- [INSTRUCTION]: Please copy the items below word for word.

(Rows from a pointing dataset)
******
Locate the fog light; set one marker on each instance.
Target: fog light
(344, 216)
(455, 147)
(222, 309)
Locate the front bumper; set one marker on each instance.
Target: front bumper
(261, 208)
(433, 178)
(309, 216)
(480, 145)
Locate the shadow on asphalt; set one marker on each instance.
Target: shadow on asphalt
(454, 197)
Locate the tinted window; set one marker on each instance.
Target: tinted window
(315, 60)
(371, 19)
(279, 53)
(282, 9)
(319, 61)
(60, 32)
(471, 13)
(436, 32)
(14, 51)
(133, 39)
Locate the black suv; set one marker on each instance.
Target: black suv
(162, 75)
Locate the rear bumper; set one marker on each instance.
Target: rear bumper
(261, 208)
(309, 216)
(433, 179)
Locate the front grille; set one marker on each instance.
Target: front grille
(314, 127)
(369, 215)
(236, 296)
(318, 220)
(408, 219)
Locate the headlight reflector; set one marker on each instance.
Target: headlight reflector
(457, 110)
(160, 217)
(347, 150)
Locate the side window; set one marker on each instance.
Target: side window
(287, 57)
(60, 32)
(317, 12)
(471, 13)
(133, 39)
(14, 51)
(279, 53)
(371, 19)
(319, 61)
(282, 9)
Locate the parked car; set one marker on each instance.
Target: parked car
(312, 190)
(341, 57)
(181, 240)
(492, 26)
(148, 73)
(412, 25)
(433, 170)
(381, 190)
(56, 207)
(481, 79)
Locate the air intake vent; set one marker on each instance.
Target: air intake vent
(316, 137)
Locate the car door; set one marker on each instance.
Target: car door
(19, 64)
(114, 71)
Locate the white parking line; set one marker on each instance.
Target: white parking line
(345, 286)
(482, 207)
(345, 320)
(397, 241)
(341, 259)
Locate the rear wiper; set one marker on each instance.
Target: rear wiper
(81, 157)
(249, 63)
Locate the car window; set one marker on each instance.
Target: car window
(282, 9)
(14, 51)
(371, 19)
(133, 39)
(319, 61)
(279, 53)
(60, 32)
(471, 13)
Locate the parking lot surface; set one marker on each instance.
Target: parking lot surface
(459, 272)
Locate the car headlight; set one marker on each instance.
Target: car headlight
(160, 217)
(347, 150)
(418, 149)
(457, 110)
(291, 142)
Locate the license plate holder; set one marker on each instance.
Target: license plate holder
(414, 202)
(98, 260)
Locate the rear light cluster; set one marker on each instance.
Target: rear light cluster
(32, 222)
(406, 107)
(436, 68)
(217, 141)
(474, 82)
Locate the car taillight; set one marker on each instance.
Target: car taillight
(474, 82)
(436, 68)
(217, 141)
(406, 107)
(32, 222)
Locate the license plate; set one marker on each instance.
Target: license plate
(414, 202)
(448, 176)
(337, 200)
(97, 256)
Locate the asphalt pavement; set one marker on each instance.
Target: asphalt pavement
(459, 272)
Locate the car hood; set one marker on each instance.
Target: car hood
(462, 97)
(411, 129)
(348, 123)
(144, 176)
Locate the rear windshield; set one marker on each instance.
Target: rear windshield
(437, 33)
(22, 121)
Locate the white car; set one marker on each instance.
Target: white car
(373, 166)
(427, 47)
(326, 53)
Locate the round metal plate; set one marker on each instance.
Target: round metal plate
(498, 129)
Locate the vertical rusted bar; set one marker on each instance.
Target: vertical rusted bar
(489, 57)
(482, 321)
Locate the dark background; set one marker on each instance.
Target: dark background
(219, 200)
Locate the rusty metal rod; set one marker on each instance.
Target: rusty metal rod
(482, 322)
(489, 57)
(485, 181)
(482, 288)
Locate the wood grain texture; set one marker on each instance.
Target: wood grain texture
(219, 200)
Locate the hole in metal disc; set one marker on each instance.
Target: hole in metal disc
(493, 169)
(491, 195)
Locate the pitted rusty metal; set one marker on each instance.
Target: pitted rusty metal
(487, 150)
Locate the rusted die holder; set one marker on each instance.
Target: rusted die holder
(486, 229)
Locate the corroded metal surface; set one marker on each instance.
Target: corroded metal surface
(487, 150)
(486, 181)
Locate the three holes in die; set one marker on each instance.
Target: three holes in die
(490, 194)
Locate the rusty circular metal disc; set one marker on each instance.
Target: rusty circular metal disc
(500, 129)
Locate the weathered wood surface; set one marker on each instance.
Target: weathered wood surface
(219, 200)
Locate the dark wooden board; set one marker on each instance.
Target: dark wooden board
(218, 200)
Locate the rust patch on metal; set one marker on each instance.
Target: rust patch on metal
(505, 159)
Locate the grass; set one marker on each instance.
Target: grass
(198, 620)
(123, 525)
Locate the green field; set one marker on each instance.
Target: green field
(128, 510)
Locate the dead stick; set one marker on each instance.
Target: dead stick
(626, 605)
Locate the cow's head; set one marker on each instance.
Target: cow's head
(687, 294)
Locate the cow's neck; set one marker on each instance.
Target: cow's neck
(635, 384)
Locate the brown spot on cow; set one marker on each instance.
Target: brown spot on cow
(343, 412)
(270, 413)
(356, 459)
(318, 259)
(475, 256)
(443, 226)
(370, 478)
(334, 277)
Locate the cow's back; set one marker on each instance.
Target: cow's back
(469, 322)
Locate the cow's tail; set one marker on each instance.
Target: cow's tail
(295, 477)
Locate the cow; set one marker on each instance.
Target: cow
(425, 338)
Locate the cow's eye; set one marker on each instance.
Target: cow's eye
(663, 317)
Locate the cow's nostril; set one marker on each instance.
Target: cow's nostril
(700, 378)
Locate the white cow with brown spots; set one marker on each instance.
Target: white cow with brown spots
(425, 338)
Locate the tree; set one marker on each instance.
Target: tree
******
- [EXERCISE ANSWER]:
Locate the fog light; set one marker on each instance.
Target: fog light
(344, 216)
(455, 147)
(222, 309)
Locate the front bumper; set one marker on each instance.
Target: front bumper
(261, 208)
(433, 178)
(309, 216)
(480, 145)
Locate the shadow on asphalt; set one marker on each instance.
Target: shadow on asphalt
(454, 197)
Locate the tinted window; set one marker on each instance.
Target: tinted window
(315, 60)
(371, 19)
(279, 53)
(282, 9)
(319, 61)
(60, 32)
(471, 13)
(436, 32)
(14, 51)
(133, 39)
Locate the black suv; set one marker on each instance.
Target: black suv
(162, 75)
Locate the rear bumper; set one marker on each instance.
Target: rear bumper
(261, 208)
(309, 216)
(433, 179)
Locate the front grille; set one marker on each instance.
Target: front grille
(314, 127)
(369, 215)
(236, 296)
(318, 220)
(408, 219)
Locate the headlight reflector; set one marker on each instance.
Target: headlight reflector
(457, 110)
(160, 217)
(347, 150)
Locate the side window; set one marker on each instance.
Target: side window
(287, 57)
(60, 32)
(317, 12)
(471, 13)
(133, 39)
(14, 51)
(279, 53)
(371, 19)
(319, 61)
(282, 9)
Locate the parked car; set one marker on each instance.
Target: parked car
(312, 190)
(341, 57)
(181, 240)
(492, 26)
(148, 73)
(412, 25)
(433, 170)
(381, 190)
(56, 207)
(481, 79)
Locate the air intake vent; set one marker on each instance.
Target: air intake vent
(316, 137)
Locate the car door; set one marker on each instance.
Target: car door
(19, 64)
(114, 71)
Locate the white parking line; set one marker on each instance.
Target: white parking line
(345, 286)
(482, 207)
(345, 320)
(397, 241)
(341, 259)
Locate the rear wiper; set one marker on each instance.
Target: rear wiper
(81, 157)
(249, 63)
Locate the car window; set one marker on each instance.
Target: car window
(282, 9)
(14, 51)
(371, 19)
(133, 39)
(319, 61)
(279, 53)
(60, 32)
(471, 13)
Locate the parking lot surface; set one marker on each instance.
Target: parking lot surface
(459, 272)
Locate the car headlight; set one marker on each instance.
Target: car headlight
(160, 217)
(347, 150)
(418, 149)
(457, 110)
(291, 142)
Locate the license plate holder; set one marker on each instance.
Target: license plate holder
(414, 202)
(98, 260)
Locate the rear light cluster; set one marker on each instance.
Target: rear light cluster
(32, 222)
(406, 107)
(436, 68)
(217, 141)
(474, 82)
Locate the car taillight; set one marker on each instance.
Target: car taillight
(474, 82)
(436, 68)
(217, 141)
(406, 107)
(32, 222)
Locate the license plate; set one marker on each instance.
Target: license plate
(414, 202)
(448, 176)
(337, 200)
(97, 256)
Locate the asphalt pavement; set one marker on each instance.
Target: asphalt pavement
(459, 272)
Locate the car hood; set one marker on each instance.
Target: car hood
(462, 97)
(411, 129)
(348, 123)
(144, 176)
Locate the rear windshield; set one marker on each instance.
Target: rear windshield
(437, 33)
(22, 121)
Locate the white car; set one marker on each instance.
Target: white car
(373, 166)
(427, 47)
(326, 53)
Locate the round metal plate; set one marker on each instance.
Target: round metal plate
(498, 129)
Locate the vertical rusted bar; set one marker on each instance.
Target: vertical rusted bar
(489, 57)
(482, 321)
Locate the dark background; set one marker on each instance.
Target: dark background
(219, 200)
Locate the rusty metal rod; set one marker on each instance.
Target: rusty metal rod
(482, 322)
(489, 57)
(485, 181)
(482, 288)
Locate the wood grain texture; set one marker on each instance.
Target: wood grain texture
(219, 200)
Locate the hole in metal disc; set one marker on each instance.
Target: hole in metal disc
(493, 169)
(491, 195)
Locate the pitted rusty metal; set one marker on each instance.
Target: pitted rusty metal
(487, 150)
Locate the rusted die holder; set one marker on each instance.
Target: rusted die holder
(486, 229)
Locate the corroded metal surface; set one marker on each instance.
Target: corroded metal surface
(487, 150)
(486, 181)
Locate the three holes in die; set one marker on each instance.
Target: three holes in die
(490, 194)
Locate the rusty circular metal disc; set one marker on each instance.
Target: rusty circular metal disc
(500, 129)
Locate the weathered wood surface; set one marker on each instance.
Target: weathered wood surface
(219, 200)
Locate the dark wooden board; set one marker on each instance.
Target: dark wooden board
(218, 200)
Locate the rust patch on metal; set one marker on each instance.
Target: rust patch on metal
(505, 159)
Locate the grass; set one marker on each instance.
Target: grass
(198, 620)
(123, 525)
Locate the green field; set one marker on each instance.
Target: green field
(128, 510)
Locate the dead stick; set one marker on each instance.
Target: dead stick
(626, 605)
Locate the cow's head; set one marker on each instance.
Target: cow's head
(687, 294)
Locate the cow's neck; set one marker on each instance.
Target: cow's neck
(635, 384)
Locate the brown spot on cow; set one marker on each instance.
Target: brown spot on cow
(343, 412)
(270, 413)
(356, 459)
(318, 259)
(475, 256)
(443, 226)
(370, 478)
(334, 277)
Locate the cow's back; set one marker on each instance.
Target: cow's back
(469, 322)
Locate the cow's tail; set one marker on each instance.
Target: cow's tail
(295, 477)
Locate the cow; set one marker on each instance.
Target: cow
(425, 338)
Locate the cow's eye; set one marker on each instance.
Target: cow's eye
(663, 317)
Locate the cow's nostril; set one marker on each instance.
Target: cow's nostril
(700, 378)
Locate the white cow with brown spots; set one marker on each instance.
Target: white cow with brown spots
(425, 338)
Locate the tree; set one marker on each instance.
Target: tree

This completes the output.